### INPUT
###

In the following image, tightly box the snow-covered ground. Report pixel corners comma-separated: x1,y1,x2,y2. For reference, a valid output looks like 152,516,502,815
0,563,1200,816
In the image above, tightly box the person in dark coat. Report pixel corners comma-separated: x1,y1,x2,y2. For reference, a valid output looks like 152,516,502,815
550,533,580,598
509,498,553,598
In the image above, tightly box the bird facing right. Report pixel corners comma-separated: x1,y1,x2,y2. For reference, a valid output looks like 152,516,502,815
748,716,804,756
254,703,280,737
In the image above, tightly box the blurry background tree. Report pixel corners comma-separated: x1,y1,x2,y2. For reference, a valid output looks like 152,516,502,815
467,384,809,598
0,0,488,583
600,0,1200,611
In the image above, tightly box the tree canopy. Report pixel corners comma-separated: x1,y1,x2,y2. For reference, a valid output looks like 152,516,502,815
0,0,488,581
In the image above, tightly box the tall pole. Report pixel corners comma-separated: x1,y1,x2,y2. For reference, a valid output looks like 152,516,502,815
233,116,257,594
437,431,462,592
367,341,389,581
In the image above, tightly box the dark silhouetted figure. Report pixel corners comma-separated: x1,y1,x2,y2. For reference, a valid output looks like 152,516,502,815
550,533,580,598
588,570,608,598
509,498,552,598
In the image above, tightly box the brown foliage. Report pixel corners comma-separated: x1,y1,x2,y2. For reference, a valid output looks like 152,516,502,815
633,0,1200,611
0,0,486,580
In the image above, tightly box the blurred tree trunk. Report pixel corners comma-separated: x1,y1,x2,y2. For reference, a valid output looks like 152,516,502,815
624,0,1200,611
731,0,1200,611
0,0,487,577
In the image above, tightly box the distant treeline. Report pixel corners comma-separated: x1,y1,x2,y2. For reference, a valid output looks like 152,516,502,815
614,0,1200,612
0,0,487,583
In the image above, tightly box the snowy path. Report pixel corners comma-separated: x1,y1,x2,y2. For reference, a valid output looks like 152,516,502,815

###

### DIRECTIONS FOR THIS TASK
Could you revise the material above so that every "tightly box" reads "draw a snug box around", with nothing else altered?

### RESPONSE TO THE EXERCISE
In the following image, draw a snug box around the snow-covered ground. Report pixel corners comma-separated: x1,y1,x2,y2. For reference, a valid output looks like 152,516,502,815
0,563,1200,816
In the image above, draw a snug box around the person in dark coat. Report pixel corners comma-separated: x1,y1,x2,y2. For reference, a valid output looks like 152,516,502,815
550,533,580,598
509,498,553,598
In the image above, draw a snug box around the bird facing right. Report pixel corners comma-separated: x1,y1,x2,y2. For reference, a valid output looks like 152,516,502,815
748,716,804,756
254,703,280,737
In the image above, draw a snug box around the blurry background tree. Report pixel corners comma-separated: x1,y1,x2,y2. For reference, a valid output looks like 152,516,502,815
467,384,809,598
0,0,488,583
600,0,1200,611
In the image above, draw a snug box around the tree canopy. Report pixel corners comma-separated: x1,y1,x2,y2. For reference, a valid output looks like 152,516,502,815
0,0,488,581
In the image above, draw a snug box around the tall pole. Report pixel corners comma-separated: x1,y1,x2,y2. For reference, a valid output looks like 152,516,502,815
233,116,257,594
437,431,462,592
367,341,389,581
In the image above, draw a snug box around the dark silhouetted figure. Report pixel corners comma-separated: x1,y1,x2,y2. For reference, a valid output looks like 152,516,502,815
550,533,580,598
588,570,608,598
509,498,552,598
In the image above, draw a snug box around the brown foliage. Report pixel corners comma-separated: x1,y1,x2,y2. For reference, a valid output looks like 152,516,502,815
633,0,1200,611
0,0,486,580
In the image above, draw a snug box around the blurred tree trunk. Report pixel corners comma-separated: x1,y1,x2,y2. For reference, a valid output looks like 152,516,502,815
624,0,1200,611
731,0,1200,611
0,0,487,577
In the image above, draw a snug box around the distant treeline. Report pixel corners comma-separated: x1,y1,x2,y2. For reference, a valid output looks like 152,516,502,815
614,0,1200,612
0,0,487,583
In the image above, draw a snug box around the snowy path. Report pixel corners comma-separated: x1,y1,x2,y2. For reference, a valid output looks like 152,516,502,815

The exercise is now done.